------ Text block ------
Record Keeping Obligations
Grange Associates Ltd - 27 September 2012
By law, you need to keep all your business records for a minimum of
seven years from the end of the tax year they relate to. Unless you receive approval from the IRD, the
records must be in English and must be stored in New Zealand.
Try to keep personal and business records separate as much as is
practical. If your personal records include any business related transactions it would be a good idea
to keep those for seven years too.
Once the seven years has passed from the end of the income tax year,
the records relating to that year may be destroyed.
Audit
The IRD can extend the seven year period up to ten years where a
taxpayer has been or is to be audited or investigated.
------
Short exercise 1: According to the record-keeping text, for how many years can the IRD extend the retention period when a taxpayer has been or is to be audited or investigated?
Short exercise 2: Write a continuation of the record-keeping text, starting after its final sentence.
------ Given records ------
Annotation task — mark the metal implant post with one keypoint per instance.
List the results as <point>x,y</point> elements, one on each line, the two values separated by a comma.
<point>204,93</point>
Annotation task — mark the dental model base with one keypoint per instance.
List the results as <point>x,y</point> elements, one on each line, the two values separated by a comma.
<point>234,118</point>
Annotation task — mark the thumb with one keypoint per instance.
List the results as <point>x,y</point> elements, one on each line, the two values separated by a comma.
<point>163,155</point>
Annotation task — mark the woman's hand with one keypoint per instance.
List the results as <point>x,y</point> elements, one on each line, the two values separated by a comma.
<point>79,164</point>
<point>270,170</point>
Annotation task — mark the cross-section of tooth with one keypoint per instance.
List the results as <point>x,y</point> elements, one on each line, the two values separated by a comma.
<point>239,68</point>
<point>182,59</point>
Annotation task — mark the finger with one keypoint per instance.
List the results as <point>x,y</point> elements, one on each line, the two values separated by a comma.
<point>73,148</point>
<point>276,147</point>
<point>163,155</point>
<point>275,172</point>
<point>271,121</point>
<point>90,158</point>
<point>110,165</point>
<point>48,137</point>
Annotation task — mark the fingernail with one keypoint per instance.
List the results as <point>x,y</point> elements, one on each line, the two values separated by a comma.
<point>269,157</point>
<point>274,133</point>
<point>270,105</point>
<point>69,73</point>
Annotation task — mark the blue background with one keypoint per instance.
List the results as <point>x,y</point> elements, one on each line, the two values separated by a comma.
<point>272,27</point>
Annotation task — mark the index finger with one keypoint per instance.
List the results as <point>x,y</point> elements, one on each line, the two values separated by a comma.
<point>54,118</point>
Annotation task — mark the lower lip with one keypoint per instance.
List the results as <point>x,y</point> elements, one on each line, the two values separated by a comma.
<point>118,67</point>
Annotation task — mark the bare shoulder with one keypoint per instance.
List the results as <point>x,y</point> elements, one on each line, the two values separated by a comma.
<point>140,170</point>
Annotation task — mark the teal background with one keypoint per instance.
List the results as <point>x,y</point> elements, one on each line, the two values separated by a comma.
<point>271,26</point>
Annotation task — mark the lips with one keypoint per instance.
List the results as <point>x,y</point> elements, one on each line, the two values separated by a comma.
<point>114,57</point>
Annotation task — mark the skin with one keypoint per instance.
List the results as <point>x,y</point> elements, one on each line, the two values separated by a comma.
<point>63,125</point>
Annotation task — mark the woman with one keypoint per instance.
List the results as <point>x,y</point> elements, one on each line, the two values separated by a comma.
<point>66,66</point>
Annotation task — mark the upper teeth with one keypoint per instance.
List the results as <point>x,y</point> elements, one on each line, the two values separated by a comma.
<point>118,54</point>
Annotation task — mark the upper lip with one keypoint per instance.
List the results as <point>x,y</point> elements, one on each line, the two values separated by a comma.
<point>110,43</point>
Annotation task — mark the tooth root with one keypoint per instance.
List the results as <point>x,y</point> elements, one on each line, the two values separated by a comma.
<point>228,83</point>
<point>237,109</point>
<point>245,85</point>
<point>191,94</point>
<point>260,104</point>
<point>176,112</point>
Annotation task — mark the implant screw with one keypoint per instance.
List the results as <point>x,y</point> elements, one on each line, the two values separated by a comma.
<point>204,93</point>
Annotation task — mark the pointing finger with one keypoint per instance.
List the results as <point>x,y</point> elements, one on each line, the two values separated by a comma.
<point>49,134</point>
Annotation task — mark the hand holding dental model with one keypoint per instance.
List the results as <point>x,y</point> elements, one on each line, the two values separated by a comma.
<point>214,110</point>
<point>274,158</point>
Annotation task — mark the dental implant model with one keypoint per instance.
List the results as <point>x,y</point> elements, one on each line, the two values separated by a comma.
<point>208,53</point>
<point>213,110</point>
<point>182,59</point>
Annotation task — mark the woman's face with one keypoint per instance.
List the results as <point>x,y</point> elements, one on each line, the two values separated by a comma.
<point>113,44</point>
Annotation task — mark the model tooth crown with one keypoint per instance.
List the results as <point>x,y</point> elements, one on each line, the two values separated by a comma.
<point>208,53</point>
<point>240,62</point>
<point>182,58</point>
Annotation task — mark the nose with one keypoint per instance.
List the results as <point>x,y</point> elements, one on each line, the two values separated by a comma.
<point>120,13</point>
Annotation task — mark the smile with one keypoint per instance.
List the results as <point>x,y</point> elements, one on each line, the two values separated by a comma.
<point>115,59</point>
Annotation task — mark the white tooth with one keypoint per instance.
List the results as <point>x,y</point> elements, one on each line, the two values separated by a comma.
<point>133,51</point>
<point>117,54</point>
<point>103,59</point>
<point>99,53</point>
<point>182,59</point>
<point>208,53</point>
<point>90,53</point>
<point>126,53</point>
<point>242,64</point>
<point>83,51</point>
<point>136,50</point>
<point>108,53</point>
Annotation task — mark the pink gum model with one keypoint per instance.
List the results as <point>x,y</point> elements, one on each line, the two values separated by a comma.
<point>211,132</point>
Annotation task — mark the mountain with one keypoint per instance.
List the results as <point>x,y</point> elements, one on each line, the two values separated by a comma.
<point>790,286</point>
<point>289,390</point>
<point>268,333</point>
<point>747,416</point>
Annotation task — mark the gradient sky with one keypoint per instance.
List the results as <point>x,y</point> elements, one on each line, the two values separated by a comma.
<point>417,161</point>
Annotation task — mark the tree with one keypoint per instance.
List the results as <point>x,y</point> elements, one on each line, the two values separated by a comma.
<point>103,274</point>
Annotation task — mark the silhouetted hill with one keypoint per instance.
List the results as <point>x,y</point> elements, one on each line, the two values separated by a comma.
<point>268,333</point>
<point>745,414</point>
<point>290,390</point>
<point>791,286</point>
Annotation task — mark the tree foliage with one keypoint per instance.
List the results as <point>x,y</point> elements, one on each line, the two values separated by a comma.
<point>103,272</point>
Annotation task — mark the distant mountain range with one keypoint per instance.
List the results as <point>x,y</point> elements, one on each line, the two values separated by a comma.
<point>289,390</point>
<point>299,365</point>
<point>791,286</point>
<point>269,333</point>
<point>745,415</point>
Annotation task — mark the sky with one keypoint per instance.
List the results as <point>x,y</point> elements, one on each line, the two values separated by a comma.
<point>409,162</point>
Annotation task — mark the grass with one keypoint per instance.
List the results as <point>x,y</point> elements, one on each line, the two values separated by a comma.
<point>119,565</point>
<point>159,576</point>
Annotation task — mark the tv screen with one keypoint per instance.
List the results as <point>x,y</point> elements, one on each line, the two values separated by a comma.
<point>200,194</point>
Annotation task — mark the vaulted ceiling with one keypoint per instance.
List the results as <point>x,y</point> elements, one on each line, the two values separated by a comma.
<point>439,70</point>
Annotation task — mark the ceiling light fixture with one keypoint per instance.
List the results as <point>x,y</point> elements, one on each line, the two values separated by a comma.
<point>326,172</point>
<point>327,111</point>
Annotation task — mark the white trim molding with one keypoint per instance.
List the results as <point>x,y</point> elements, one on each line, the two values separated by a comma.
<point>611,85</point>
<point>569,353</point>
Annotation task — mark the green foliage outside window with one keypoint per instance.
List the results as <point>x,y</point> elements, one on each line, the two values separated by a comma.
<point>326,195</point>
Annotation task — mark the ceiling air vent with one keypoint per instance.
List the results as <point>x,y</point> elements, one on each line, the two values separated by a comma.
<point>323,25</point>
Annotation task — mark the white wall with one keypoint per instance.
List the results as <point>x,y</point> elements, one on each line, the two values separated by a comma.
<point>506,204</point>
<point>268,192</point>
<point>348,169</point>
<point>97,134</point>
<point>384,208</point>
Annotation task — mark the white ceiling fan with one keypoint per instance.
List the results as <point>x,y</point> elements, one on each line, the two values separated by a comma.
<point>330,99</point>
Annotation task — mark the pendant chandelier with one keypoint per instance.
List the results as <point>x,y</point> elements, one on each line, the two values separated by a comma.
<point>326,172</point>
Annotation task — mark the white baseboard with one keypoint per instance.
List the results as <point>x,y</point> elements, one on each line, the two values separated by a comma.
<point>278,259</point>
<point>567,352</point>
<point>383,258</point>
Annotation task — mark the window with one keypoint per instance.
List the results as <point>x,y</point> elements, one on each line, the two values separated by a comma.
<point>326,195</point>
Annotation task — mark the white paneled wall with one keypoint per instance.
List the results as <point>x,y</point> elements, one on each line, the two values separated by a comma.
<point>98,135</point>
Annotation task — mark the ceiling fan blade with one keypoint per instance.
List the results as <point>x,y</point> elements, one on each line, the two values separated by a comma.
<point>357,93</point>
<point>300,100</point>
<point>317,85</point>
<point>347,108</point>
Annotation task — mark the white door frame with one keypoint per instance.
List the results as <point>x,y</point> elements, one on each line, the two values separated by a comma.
------
Expected output 1: Up to ten years.

Expected output 2:
What to Keep
- Final accounts including profit and loss statement and balance
sheet
- Cashbooks, journals and ledgers, either in hard copy or
electronic form
- Bank statements, cheque and deposit books, internet banking
transaction details
- If you are an employer, your wages book, again either in hard
copy or electronic form
- Business invoices and receipts
- Cash register tapes, point of sale reports and
data
- Vehicle logbooks for vehicles used for
business
- Details of entertainment expenses for clients, suppliers and
staff
- Workings for GST returns
- Stock on hand details
- Debtors & creditors
schedules
- Interest and dividend
statements
- Fixed assets and depreciation
schedules
- Any other documentation relevant to the business
activity
Non Filing Taxpayers
If you are a non filing taxpayer you only need to keep records for 12 months after the end of the income tax
year.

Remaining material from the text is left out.